** SOURCE DOCUMENT **
With the exception of Krauthammer, they have strongly opposed former Prime Minister Ariel Sharon’s disengagement from Gaza and have been using the ongoing crisis there, as well as the war in Lebanon, to discredit Olmert’s "convergence" strategy his plan to dismantle many Jewish settlements in all but about 10 percent of the occupied West Bank.
More pragmatic neoconservatives, such as those clustered around Weekly Standard editor William Kristol (who, however, called in the early days of the war for a quick U.S. strike on Iranian nuclear facilities), have generally refrained from second-guessing Olmert’s leadership and the conduct of the war.
Instead, they have focused on framing Israel’s war against Hezbollah as part and parcel of Washington’s larger "global war on terror." They have discouraged any suggestion that Washington seek to restrain Israel in its conduct of the war or impose a premature cease-fire, and have assailed "realist" and State Department proposals to directly engage Syria and Iran in efforts to stop the fighting or at least de-escalate the crises in which Israel finds itself as "appeasement."

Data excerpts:
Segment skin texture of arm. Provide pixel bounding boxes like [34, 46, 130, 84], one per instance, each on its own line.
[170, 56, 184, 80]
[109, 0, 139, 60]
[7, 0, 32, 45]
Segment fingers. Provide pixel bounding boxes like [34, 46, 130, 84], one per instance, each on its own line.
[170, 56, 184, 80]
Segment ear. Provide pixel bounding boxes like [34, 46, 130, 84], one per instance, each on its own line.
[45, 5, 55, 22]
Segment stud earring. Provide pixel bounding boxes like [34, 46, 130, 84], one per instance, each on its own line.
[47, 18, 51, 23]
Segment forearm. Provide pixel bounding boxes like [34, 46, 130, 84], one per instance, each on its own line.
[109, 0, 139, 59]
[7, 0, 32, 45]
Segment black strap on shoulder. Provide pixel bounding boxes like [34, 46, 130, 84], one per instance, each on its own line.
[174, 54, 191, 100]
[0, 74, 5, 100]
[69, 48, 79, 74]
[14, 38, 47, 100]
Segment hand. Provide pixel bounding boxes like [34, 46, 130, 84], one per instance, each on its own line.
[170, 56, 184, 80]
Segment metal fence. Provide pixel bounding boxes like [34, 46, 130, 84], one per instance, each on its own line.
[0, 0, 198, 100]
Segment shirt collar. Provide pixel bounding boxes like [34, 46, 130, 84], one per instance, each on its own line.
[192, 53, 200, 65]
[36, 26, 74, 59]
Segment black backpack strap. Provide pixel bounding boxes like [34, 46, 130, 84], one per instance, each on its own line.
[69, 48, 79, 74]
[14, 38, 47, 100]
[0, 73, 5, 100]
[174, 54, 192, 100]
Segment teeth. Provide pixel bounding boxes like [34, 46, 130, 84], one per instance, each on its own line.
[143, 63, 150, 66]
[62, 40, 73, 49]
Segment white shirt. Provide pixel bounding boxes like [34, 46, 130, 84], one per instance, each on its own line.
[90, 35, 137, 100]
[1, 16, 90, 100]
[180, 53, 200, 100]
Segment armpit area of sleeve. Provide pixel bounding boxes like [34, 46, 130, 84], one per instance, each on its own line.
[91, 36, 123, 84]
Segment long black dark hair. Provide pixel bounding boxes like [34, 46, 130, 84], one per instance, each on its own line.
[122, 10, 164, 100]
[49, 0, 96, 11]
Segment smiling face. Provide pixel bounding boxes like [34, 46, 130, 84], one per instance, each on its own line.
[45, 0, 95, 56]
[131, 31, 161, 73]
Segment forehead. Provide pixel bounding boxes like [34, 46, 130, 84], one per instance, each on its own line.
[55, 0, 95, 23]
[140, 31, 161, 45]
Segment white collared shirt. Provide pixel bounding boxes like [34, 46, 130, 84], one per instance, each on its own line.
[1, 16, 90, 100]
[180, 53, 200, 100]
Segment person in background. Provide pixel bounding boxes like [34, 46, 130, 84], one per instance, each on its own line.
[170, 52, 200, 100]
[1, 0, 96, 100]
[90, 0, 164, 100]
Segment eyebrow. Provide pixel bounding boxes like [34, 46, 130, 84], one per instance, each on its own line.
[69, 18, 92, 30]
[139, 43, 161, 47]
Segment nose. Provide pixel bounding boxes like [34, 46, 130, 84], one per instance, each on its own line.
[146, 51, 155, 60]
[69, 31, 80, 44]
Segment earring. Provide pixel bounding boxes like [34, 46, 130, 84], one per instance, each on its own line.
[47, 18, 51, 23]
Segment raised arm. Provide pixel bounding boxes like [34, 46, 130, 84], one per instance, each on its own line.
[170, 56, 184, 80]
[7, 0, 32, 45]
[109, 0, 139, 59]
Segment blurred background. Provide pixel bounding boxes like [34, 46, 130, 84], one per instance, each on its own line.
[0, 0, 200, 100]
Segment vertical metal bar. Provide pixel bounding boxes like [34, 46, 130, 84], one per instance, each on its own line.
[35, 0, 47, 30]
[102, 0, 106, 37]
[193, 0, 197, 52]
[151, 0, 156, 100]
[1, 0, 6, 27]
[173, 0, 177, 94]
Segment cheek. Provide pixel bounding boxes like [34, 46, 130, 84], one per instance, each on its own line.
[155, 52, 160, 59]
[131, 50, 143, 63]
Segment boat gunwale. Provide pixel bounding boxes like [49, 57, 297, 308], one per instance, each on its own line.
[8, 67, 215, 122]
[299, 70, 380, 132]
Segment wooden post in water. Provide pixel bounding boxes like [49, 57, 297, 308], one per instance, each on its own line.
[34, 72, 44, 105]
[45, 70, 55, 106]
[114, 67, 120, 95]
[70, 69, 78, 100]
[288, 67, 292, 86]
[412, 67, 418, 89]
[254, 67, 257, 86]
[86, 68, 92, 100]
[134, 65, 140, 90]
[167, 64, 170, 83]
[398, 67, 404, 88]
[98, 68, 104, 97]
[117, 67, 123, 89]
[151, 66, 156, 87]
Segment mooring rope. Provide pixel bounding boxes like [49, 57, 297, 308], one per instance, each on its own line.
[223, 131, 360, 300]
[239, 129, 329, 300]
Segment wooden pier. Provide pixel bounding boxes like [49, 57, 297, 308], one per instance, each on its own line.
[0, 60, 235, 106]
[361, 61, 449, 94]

** TASK TO COMPLETE **
Write out the passage on neoconservative views of Israel's wars word for word, from "More pragmatic neoconservatives, such" to "of the war.".

** ANSWER TO THE PROBLEM **
More pragmatic neoconservatives, such as those clustered around Weekly Standard editor William Kristol (who, however, called in the early days of the war for a quick U.S. strike on Iranian nuclear facilities), have generally refrained from second-guessing Olmert’s leadership and the conduct of the war.